● Work to complete:
**1)** Answer these questions using the article about Jacky Woods:
(a) What condition does Woods have?
(b) How many years did she work as a check-in agent?
(c) How many stairs does she have to drag herself up and down each time?
**2)** Based on the article about Jacky Woods, is each statement true? Answer yes or no and quote the words that decide it.
(a) Woods is 56 years old.
(b) A ramp leads down to the lake.
(c) Woods was on sick leave for two years before she was let go.
**3)** Go on with the article about Jacky Woods, beginning right after its final sentence.

● Page text:
--- START ---

Disabled Woman Drags Herself To The Lake For A Swim

A disabled woman forced to go down steps on her backside to swim in a lake and relieve her pain feels she’s having to climb Everest each time. Jacky Woods, from Kent, said she is in pain “24/7” because of Ehlers-Danlos syndrome, a rare condition affecting connective tissue.

On top of that, she suffered different mental health breakdowns over the past few years which at one point left her feeling “suicidal”.

But the 56-year-old has found relief in wild swimming at Leybourne Lakes Country Park, which she said gives her “total freedom”.

She told the Mirror: “I can’t use my legs but no one actually knows that in the water, and I lose that tag of disabled as I can swim well with the top half of my body, it’s like I just get to be who I am, without my wheelchair.”

Ms. Woods spoke of how swimming helped her recover from suicidal thoughts she had when she was allegedly fired in 2018 after 32 years as a check-in agent at a ferry company.

She claimed she was sacked following a request to have an electric desk installed at her office in Dover to “reduce the trauma my shoulders were under having to work at a desk four inches too tall for me”.

Ms. Woods, whose condition means she only “very rarely moves”, then claimed she went on sick leave for a year and a half waiting for her employer to put the desk in before she was let off.

“It was absolutely awfully done, I broke down. I just thought I’ve given everything I can to a company and they just let me down. But swimming is such a release because you don’t talk in the water, you are alone in your thoughts, you can sort them out and there is no one chipping in.”

“I get a slight relief from the pain in the water because I live with pain 24/7. I am on quite a high dose of medication and just being without gravity for that little time just relieves the pain for that little bit.”

Disabled Woman Drags Herself To The Lake For A Swim

Ms. Woods said if it weren’t for the lake she would be “sitting indoors watching TV”, feeling even “more isolated”, as “the more I sit indoors the less I want to go out”.

While praising staff at the site for being incredibly supportive, she admitted she felt “embarrassed” to dip in at first because there is no ramp to reach the lake, meaning she has to drag herself up and down 10 stairs each time.

--- END ---

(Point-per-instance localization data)

--- START ---

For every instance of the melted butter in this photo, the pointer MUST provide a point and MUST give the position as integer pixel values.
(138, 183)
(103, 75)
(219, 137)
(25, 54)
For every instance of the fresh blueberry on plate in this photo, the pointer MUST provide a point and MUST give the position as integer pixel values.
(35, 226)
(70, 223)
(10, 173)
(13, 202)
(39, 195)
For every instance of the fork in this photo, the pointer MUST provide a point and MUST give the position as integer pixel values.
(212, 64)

--- END ---
--- START ---

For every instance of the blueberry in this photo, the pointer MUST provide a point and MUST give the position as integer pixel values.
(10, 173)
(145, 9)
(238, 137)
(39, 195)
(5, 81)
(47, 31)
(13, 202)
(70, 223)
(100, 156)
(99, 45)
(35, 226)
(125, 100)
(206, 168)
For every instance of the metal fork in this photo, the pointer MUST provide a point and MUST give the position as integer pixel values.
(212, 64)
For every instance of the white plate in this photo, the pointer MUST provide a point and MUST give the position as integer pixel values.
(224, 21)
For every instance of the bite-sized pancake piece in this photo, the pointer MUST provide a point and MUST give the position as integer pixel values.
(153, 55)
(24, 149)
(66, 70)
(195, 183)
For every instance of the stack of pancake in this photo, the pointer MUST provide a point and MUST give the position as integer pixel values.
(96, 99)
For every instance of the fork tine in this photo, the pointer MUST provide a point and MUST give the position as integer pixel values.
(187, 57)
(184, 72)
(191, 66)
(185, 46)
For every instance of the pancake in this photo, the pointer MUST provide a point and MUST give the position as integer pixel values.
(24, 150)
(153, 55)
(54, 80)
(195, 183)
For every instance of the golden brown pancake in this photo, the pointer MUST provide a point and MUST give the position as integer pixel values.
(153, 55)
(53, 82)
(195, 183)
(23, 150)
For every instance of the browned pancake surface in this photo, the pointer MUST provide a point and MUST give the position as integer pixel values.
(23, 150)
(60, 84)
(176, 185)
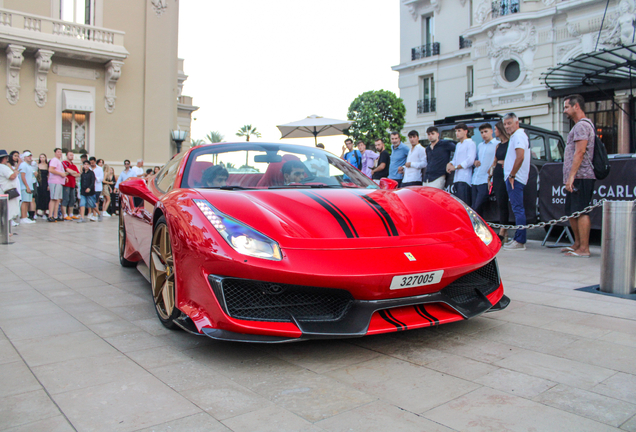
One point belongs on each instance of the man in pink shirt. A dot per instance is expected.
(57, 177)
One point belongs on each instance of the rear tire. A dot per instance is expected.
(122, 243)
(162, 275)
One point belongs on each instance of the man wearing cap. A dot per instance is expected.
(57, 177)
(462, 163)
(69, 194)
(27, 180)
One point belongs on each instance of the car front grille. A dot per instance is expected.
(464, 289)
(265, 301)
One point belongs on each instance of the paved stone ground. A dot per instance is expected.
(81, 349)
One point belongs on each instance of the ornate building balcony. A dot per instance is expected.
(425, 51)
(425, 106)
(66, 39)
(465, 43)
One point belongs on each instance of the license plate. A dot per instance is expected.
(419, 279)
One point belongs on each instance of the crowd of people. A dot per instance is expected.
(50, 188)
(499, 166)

--- END ---
--- START ---

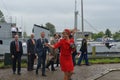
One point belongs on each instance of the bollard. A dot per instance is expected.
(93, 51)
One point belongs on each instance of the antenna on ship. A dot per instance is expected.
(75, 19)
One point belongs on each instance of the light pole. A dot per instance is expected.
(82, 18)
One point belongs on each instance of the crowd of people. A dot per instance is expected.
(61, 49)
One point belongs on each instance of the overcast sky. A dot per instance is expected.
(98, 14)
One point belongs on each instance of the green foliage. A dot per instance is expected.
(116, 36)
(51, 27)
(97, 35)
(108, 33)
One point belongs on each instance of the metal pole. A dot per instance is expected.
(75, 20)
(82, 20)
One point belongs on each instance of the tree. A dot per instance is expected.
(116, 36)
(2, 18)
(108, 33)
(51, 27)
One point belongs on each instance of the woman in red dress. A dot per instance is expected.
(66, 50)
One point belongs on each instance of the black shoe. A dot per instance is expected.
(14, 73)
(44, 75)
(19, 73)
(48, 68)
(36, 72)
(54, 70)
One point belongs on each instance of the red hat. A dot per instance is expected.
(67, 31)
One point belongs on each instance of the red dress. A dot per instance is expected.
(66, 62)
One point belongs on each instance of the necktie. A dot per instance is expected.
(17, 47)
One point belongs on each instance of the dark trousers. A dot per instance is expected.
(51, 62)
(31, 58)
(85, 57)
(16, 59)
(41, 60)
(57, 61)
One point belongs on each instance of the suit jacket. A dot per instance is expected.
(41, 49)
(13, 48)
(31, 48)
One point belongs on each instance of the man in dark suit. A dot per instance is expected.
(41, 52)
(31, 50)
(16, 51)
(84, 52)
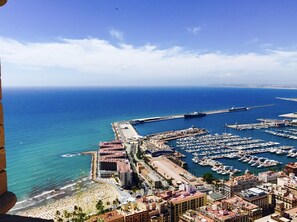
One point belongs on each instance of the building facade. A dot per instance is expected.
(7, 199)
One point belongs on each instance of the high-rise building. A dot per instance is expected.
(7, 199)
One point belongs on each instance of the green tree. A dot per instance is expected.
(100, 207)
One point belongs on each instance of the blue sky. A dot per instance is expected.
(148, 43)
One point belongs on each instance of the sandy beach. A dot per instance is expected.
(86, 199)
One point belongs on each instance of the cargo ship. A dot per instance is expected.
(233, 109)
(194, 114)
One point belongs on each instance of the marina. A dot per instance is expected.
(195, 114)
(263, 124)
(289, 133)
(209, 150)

--- END ---

● Answers to this exercise:
**1)**
(a) Ehlers-Danlos syndrome, a rare condition affecting connective tissue.
(b) 32 years.
(c) 10 stairs.

**2)**
(a) Yes: "the 56-year-old has found relief in wild swimming at Leybourne Lakes Country Park"
(b) No: "there is no ramp to reach the lake"
(c) No: "she went on sick leave for a year and a half"

**3)**
“I remember seeing a poster with stairs on it and a picture of Everest imposed over them,” she said, “because to us a set of stairs poses the same trials as climbing Everest.” She fears other disabled people may be deterred from swimming in the lake because of the trouble accessing it.

Jacky said swimming helped her recover from her feeling ‘suicidal’ after allegedly being dismissed from her employer of 32 years. But what would be “really gutting” would be having to stay away from it for a month or more because of the strain on her shoulders from having to pull herself back up the stairs.

Ms. Woods plays competitively in boccia (a wheelchair-related sport to bowls), and hopes Tonbridge and Malling Borough Councils will soon make the park accessible.

“Treat us on an equal basis. Put a ramp in, everyone can use a ramp, but not everyone can use stairs.”

Her comments come as a new 1,000-strong survey by disability rights charity Scope found the number of disabled people taking part in sports since Covid has dropped at an “alarming” rate, with 48 percent becoming less active during the lockdown.

“As we move out of lockdown, we must not waste this opportunity to improve attitudes, improve our gyms and sports centers and get more disabled people involved in sport.”

Tonbridge and Malling Borough Council said in a statement that neither the council nor Leybourne Lakes Watersports Centre, which runs water activities at the site, had been contacted by any member of the public regarding access issues.